Stated problem: Rescale the entries below, starting with the line containing "book in the photo above." and going on through the end of the entries: reproduce every line in that span, requests included, multiplying each point coordinate in the answers by 0.65 and rounding to whole numbers, with halves rounded up. Leave the pictures out of your response.

Given entries:
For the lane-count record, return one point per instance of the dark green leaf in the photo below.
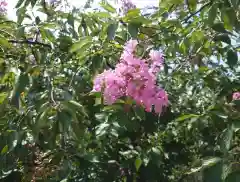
(185, 117)
(111, 30)
(3, 96)
(219, 27)
(19, 3)
(105, 5)
(227, 138)
(224, 38)
(233, 177)
(213, 171)
(78, 45)
(22, 82)
(133, 30)
(138, 163)
(4, 150)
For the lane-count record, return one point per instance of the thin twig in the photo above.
(29, 42)
(193, 14)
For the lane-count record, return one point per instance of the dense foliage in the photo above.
(54, 128)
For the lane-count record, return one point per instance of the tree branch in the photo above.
(193, 14)
(30, 43)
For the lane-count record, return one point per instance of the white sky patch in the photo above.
(79, 3)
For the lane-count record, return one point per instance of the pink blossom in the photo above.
(133, 78)
(236, 96)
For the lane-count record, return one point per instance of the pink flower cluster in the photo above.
(236, 96)
(3, 7)
(133, 78)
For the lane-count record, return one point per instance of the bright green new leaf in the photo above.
(219, 27)
(105, 5)
(111, 30)
(81, 43)
(138, 163)
(187, 116)
(3, 96)
(4, 150)
(232, 58)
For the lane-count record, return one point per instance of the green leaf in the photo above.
(33, 2)
(102, 15)
(4, 150)
(76, 106)
(236, 125)
(185, 117)
(133, 30)
(4, 42)
(105, 5)
(21, 13)
(140, 113)
(227, 138)
(3, 96)
(213, 171)
(42, 120)
(19, 3)
(22, 82)
(111, 30)
(138, 163)
(232, 58)
(233, 177)
(219, 27)
(81, 43)
(224, 38)
(47, 34)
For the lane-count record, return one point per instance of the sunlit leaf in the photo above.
(82, 42)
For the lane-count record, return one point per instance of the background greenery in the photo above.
(53, 129)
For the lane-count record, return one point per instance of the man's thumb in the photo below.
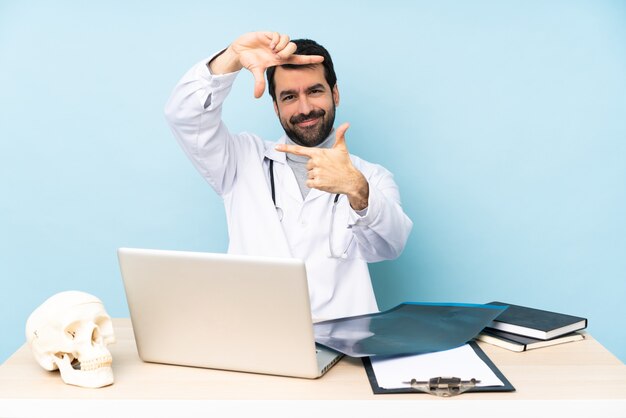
(340, 136)
(259, 82)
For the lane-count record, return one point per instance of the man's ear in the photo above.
(336, 95)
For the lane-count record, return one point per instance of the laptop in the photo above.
(223, 311)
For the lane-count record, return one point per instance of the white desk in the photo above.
(575, 379)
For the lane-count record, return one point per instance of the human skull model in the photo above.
(70, 332)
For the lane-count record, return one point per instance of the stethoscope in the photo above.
(279, 212)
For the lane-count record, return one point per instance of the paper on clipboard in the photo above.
(394, 372)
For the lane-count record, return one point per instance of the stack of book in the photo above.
(520, 328)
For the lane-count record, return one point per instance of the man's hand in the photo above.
(257, 51)
(331, 170)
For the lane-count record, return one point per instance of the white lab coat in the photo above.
(237, 168)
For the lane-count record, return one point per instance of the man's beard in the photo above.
(313, 136)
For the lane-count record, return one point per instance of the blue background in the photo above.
(504, 123)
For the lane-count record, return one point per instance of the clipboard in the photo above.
(507, 386)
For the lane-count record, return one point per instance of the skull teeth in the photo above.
(96, 363)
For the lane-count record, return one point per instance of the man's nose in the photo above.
(304, 106)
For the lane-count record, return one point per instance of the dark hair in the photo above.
(305, 47)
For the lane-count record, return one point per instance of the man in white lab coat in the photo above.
(304, 195)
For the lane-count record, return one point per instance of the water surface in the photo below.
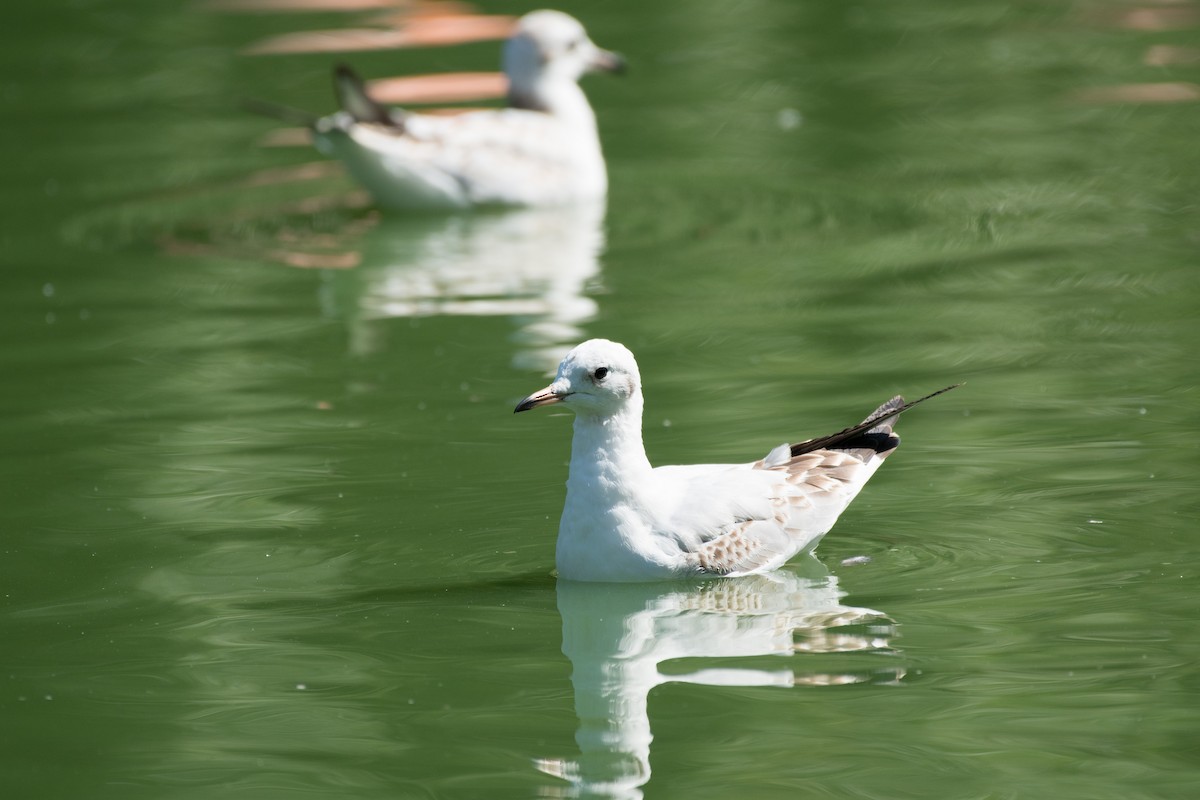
(270, 528)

In response:
For the lane-count record, return one point per instance of the stack of book in the photo above.
(338, 213)
For the lane-count record, return one point per instance of the man's hand in the photo above.
(167, 33)
(215, 111)
For the lane-count record, return one point per instance of the white lab coat in the photo above.
(154, 109)
For the lane-count record, return one point per instance of the man's beard in the photo above.
(203, 88)
For the lane-count record, return one point per instance of the blue background in the photo above.
(328, 80)
For the lane-count record, return one point per instance of the clipboard in the photo above.
(330, 251)
For the lane-count record, return one point per instance of the skull teeth in the photo above.
(62, 236)
For the lane-count record, return one point per instance of the man's nose in the photo above.
(198, 69)
For the lane-count record, return one point per instance of the dark hair in the photo above.
(198, 31)
For the lane-count record, return one point per instance of the man in white lab coat in the photo above.
(198, 127)
For the lane-count record, return one point per instance of the water surface in the photo below.
(176, 343)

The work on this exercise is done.